Brief » Please copy the data below exactly; none of the pictures in it belong in the copy.

:: Records for this task ::

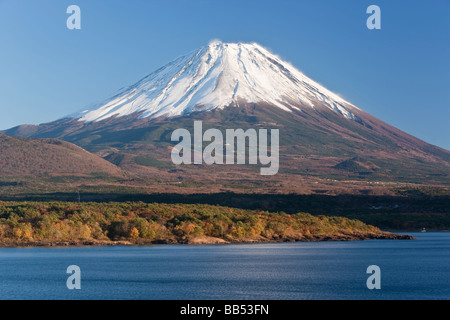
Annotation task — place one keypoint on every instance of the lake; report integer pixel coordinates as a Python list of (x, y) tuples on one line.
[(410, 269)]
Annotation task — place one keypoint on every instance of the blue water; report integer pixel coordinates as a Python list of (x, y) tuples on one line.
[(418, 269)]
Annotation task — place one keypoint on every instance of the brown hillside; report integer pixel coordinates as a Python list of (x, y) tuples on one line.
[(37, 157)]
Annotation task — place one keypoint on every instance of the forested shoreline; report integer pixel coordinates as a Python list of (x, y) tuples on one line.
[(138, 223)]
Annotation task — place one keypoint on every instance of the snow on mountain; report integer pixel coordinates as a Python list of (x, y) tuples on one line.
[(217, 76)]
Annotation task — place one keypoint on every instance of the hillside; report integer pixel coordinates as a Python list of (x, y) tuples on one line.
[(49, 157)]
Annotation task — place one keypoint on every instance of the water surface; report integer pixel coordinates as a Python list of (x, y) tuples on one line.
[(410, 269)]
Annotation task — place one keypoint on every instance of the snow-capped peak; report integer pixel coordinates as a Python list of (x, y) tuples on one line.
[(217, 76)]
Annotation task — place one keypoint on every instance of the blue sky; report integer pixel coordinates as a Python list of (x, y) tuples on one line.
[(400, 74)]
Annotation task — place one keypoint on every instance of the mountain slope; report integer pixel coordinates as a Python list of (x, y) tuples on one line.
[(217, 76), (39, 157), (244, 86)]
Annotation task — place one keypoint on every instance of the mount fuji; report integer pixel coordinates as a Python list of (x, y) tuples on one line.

:::

Result »
Annotation task — place one keypoint on every instance of the lake; report integer pixel coordinates as a Python list of (x, y) tuples on one line.
[(410, 269)]
Annotation task — place one keypoint on every instance of the blue water; report integer pixel coordinates as a Python list of (x, y) tuples on one line.
[(418, 269)]
Annotation task — place one keypoint on every instance of the brown hillside; report integer pixel coordinates as a Python list of (x, y) tuples on one line.
[(37, 157)]
Annotation task — place one keypoint on every instance of the forested shoreline; report integer pixel coordinates as a Python list of (x, y) tuples on one line.
[(138, 223)]
Annotation task — place one keypoint on every instance of the snow on mountain; report integer pixel coordinates as a Python list of (x, y) tuples on one line.
[(217, 76)]
Annotation task — place one keypoint on every instance of the hillside; report integer pixel coordinates as a Python list of (x, y) tuples on one line.
[(49, 157)]
Annotation task — place one keypoint on every instance of the water surface; report integer pixel coordinates as a Python list of (x, y) tuples on one line.
[(410, 269)]
Annotation task — place one keypoint on every instance of the snow-capped peak; report integer pixel coordinates as a Python list of (x, y) tuples on one line.
[(217, 76)]
Annotation task — place one keypoint on every instance of the blue sky; report integer pixel coordinates as a Python list of (x, y) tuples on one line.
[(400, 74)]
Annotation task — place one keypoint on every instance of the mountain slope; report integer pixel coordinates as a Python list of (x, y) tuples on one line.
[(217, 76), (39, 157), (244, 86)]
Annotation task — place one keypoint on every instance of the mount fuji; report integer pixel coordinates as a Python list of (x, y) tuples on one line.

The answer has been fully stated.